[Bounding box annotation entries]
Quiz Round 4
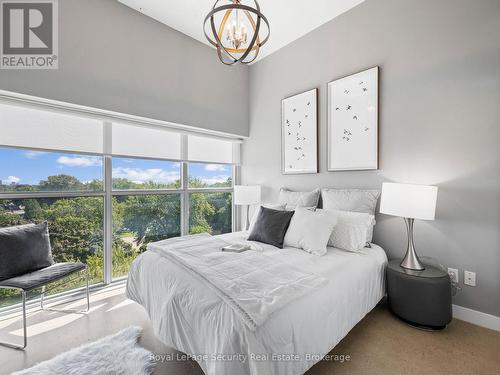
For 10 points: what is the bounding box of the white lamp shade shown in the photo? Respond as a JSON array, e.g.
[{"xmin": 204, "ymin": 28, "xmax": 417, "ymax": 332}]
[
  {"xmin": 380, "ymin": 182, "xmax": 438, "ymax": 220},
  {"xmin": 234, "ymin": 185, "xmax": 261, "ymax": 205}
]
---
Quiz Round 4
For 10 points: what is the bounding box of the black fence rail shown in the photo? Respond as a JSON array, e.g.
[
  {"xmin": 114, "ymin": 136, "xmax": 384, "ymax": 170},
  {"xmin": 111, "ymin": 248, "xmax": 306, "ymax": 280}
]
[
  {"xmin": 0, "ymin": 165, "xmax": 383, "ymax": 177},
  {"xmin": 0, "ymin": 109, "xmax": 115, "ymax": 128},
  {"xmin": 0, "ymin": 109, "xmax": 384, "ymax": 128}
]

▶ _Task details_
Keep only the lines above that contain the string "xmin", and copy each one.

▶ _Exercise result_
[{"xmin": 204, "ymin": 28, "xmax": 417, "ymax": 332}]
  {"xmin": 380, "ymin": 182, "xmax": 438, "ymax": 220},
  {"xmin": 234, "ymin": 185, "xmax": 261, "ymax": 205}
  {"xmin": 114, "ymin": 136, "xmax": 384, "ymax": 170},
  {"xmin": 111, "ymin": 248, "xmax": 306, "ymax": 280}
  {"xmin": 0, "ymin": 165, "xmax": 383, "ymax": 177},
  {"xmin": 0, "ymin": 109, "xmax": 115, "ymax": 128},
  {"xmin": 0, "ymin": 109, "xmax": 384, "ymax": 128}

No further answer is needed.